• [Tasks for this exercise]:
A - In the change summary, what is the only indexer that the new CLI argument can currently name?
B - Rewrite the change summary, beginning at the words "Add support for" and stopping after "run indexers directly.", using "task manager" in place of "scheduler".

# Start of Excerpt provided

Page MenuHomeSoftware Heritage

Add support for indexing directly from the journal client
ClosedPublic

Authored by vlorentz on May 25 2022, 3:40 PM.

Details

Summary

Before this commit, the journal client only created scheduler tasks,
which then run the indexers.

This commit adds support for a new flow: skipping the scheduler,
to run indexers directly.
This new behavior is triggered by adding a new argument on the CLI,
which is the name of the indexer to run (currently, only
origin-intrinsic-metadata).

This has the following consequences:

  • a crash in an indexer will now hang the whole thing (which is arguably good)
  • the journal client will probably need to be parallelized to keep up with the load
  • we can remove an existence check for origins

In term of deployment:

  1. stop the old journal client
  2. wait for all tasks to finish
  3. stop and remove celery workers and queues
  4. start the new journal client (it can reuse the group_id to avoid re-indexing, but I think it is a good opportunity to reindex because of all the temporary failures we had over time)

# End of Excerpt provided
# Start of Dataset extract

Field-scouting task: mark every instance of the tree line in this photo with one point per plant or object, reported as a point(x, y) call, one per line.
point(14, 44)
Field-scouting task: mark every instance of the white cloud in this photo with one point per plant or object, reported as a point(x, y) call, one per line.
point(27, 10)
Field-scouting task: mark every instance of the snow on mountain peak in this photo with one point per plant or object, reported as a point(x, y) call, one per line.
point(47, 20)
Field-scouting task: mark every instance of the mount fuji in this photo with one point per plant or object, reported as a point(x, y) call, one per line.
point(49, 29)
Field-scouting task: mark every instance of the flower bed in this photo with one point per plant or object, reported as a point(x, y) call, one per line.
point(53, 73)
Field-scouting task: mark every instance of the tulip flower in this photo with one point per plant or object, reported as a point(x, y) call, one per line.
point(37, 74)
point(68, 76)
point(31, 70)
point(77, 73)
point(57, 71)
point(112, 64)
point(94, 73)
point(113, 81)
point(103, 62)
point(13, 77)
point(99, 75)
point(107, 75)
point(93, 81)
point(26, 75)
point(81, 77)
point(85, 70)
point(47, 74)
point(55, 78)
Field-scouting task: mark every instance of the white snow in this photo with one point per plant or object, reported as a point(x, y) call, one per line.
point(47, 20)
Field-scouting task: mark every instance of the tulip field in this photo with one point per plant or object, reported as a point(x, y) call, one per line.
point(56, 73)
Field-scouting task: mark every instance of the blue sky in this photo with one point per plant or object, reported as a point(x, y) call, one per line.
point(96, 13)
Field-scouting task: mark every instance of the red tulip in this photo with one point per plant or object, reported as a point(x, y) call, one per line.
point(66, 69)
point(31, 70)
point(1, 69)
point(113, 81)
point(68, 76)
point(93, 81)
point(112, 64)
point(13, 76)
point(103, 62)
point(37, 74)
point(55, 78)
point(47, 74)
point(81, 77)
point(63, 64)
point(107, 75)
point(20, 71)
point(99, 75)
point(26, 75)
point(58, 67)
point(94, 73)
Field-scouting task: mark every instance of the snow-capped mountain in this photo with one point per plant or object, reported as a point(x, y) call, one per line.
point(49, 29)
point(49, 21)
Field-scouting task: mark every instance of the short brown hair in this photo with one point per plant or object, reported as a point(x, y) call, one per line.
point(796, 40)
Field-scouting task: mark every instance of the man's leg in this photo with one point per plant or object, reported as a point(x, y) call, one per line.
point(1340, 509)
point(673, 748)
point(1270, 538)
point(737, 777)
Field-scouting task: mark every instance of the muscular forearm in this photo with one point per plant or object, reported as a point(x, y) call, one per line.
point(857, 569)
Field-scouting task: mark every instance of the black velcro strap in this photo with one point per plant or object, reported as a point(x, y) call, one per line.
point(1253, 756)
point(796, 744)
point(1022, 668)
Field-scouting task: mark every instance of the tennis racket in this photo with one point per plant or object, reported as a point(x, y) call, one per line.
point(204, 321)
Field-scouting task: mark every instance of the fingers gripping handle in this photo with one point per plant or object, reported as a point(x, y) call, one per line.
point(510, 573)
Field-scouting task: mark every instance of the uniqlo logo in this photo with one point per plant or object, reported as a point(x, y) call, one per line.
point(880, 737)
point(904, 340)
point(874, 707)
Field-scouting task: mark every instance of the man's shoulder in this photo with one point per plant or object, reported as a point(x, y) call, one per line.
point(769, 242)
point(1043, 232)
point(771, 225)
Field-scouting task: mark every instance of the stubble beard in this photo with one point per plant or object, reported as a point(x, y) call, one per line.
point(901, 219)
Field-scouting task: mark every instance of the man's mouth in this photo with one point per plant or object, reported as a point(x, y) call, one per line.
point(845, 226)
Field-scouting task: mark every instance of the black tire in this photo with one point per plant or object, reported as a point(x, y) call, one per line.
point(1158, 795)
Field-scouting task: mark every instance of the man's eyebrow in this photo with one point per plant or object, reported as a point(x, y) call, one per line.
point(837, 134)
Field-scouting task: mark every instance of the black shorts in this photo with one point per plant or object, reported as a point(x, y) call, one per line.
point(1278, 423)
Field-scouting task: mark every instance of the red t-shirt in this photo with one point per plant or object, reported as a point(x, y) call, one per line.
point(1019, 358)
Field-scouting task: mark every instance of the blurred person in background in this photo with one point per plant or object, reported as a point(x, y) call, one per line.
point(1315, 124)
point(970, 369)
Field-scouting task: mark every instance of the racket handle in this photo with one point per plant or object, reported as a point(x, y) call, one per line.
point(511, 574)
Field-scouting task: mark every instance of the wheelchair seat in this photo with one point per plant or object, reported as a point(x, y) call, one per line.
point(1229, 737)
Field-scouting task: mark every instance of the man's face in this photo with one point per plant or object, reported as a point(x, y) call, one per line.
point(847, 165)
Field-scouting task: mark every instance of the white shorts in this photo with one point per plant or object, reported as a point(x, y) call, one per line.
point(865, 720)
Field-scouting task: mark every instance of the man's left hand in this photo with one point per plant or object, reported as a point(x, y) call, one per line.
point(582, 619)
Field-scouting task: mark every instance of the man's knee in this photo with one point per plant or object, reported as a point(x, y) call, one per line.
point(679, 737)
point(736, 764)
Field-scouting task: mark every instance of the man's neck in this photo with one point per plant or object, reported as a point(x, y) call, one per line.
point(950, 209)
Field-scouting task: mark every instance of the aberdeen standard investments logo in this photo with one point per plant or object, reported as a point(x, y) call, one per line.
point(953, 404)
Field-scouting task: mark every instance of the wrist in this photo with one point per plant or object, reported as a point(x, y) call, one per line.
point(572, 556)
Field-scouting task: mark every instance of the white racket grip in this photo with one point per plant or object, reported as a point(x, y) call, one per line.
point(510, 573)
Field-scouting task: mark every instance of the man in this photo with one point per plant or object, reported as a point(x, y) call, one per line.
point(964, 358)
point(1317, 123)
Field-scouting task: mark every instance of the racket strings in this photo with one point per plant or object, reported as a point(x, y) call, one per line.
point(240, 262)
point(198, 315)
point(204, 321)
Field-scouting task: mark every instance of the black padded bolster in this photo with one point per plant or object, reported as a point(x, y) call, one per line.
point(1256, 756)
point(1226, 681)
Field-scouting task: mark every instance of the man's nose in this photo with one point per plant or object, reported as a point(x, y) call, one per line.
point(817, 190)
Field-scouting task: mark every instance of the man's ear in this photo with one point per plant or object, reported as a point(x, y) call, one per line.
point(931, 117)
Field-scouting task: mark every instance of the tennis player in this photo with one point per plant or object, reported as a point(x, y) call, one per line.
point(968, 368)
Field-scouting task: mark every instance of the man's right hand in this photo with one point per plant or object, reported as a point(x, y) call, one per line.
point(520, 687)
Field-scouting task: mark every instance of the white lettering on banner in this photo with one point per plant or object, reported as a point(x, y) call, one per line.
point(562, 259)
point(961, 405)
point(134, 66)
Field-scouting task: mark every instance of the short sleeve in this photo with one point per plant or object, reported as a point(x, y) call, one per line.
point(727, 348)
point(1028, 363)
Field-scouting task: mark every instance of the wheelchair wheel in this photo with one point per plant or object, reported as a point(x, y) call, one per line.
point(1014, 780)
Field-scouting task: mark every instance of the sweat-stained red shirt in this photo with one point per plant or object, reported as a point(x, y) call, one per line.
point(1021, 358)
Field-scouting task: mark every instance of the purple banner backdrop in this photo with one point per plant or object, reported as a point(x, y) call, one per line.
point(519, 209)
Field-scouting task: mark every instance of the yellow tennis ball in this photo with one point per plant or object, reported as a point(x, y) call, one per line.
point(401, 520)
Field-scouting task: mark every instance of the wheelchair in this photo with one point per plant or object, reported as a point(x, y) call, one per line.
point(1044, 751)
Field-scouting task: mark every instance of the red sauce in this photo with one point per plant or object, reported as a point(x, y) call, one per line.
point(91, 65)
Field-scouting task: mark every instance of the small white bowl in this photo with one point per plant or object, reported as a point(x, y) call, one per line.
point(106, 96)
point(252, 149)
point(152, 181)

# End of Dataset extract

• [Responses in order]:
A - origin-intrinsic-metadata

B -
Add support for indexing directly from the journal client
ClosedPublic

Authored by vlorentz on May 25 2022, 3:40 PM.

Details

Summary

Before this commit, the journal client only created task manager tasks,
which then run the indexers.

This commit adds support for a new flow: skipping the task manager,
to run indexers directly.